**TAREFAS**.
a: Diga se cada afirmação concorda com o excerto sobre a operação no Martim Moniz. Responda sim ou não e cite textualmente as palavras do excerto que o decidem: (i) o ofício foi enviado à Direção Nacional da PSP; (ii) o documento foi assinado pela antiga provedora Maria Lúcia Amaral; (iii) o Relatório final da PSP tem data de 24 de dezembro de 2024.
b: Retome o excerto sobre a operação no Martim Moniz no ponto em que termina e dê-lhe continuação.

**EXCERTO PARA LEITURA**.
═══
Em comunicado enviado às redações nesta segunda-feira (7), a Provedoria informa que foi enviado um ofício à Direção Nacional da PSP, sete meses após uma sequência de queixas sobre a operação realizada no Martim Moniz, em Lisboa, em dezembro de 2024.

O documento está assinado pelo provedor adjunto Ravi Afonso Pereira, no cargo desde 2022, que está a substituir a antiga provedora Maria Lúcia Amaral, atual ministra da Administração Interna, com a tutela da PSP.

"Nenhuma previsão foi especificamente feita por essa força de segurança quanto à realização de revistas pessoais, respetiva conformidade com a lei ou sequer um juízo de necessidade quanto à aplicação dessa medida no decurso da operação, consignando-se apenas, genericamente, providenciar as medidas de segurança necessárias à execução da operação e dos seus intervenientes. Em conformidade, também é notada a ausência de qualquer menção aos parâmetros de atuação vertidos na NEP acima identificada, tão pouco sendo levado a cabo esforço para contextualizar e fundamentar os procedimentos ali definidos no cenário da operação, tanto no momento da sua preparação, como após a mesma, aquando da elaboração pela PSP do Relatório final, datado de 24 de dezembro de 2024", é escrito no ofício publicado.
═══
**DADOS FORNECIDOS**.

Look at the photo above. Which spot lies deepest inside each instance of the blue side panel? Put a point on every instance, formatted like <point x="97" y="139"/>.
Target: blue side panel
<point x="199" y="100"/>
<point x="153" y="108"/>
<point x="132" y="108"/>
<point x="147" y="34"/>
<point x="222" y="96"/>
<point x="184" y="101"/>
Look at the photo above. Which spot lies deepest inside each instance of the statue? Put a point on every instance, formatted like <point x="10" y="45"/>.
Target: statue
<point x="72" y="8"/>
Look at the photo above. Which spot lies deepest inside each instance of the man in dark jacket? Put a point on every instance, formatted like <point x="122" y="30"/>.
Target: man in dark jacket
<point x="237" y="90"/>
═══
**TAREFAS RESOLVIDAS**.
a:
(i) Sim: "foi enviado um ofício à Direção Nacional da PSP".
(ii) Não: "O documento está assinado pelo provedor adjunto Ravi Afonso Pereira".
(iii) Sim: "Relatório final, datado de 24 de dezembro de 2024".

b:
Para a Provedoria "este aspeto revela a desconsideração, no momento da planificação e no plano dos procedimentos policiais, não só pela valoração dos pressupostos que permitem a realização de revistas a pessoas -a par com a ponderação dos fatores que contribuem para a avaliação de risco subjacente à operação —, mas também de aspetos práticos da sua concretização, suficientemente circunscrita, como seja quanto ao número de polícias envolvidos, quem fica sujeito à medida, se e quais os meios técnicos a mobilizar".

Conclui então que "não é possível concluir sobre o(s) exato(s) pressuposto(s) que a PSP considerou verificado(s) para a realização de revistas pessoais na operação de 19 de dezembro de 2024, tendo por referente o que a NEP concretiza a esse respeito, ou seja, as próprias normas que essa força de segurança para si mesma corporizou e às quais se autovinculou. Esta é uma falha crítica, porque desvaloriza as garantias adequadas contra a arbitrariedade e o abuso de poder que a existência de regras e procedimentos predefinidos visa justamente acautelar".

Revela ainda que "não existe nenhum elemento na documentação que nos foi remetida, do qual seja possível retirar que aos visados tenha sido comunicado o motivo pelo qual estavam a ser identificados e revistados durante a operação, sendo a NEP muito clara ao dispor que a realização de revistas deve ser precedida de comunicação à pessoa revistada de qual o fundamento legal para a realização da mesma".

Mais: "é pressuposto deste tipo de revista a sua realização em local resguardado, sempre que possível (e desde que garantidas as condições de segurança de quem as realiza), sendo dever dos elementos policiais que as efetuam garantir o pudor e dignidade pessoal dos visados".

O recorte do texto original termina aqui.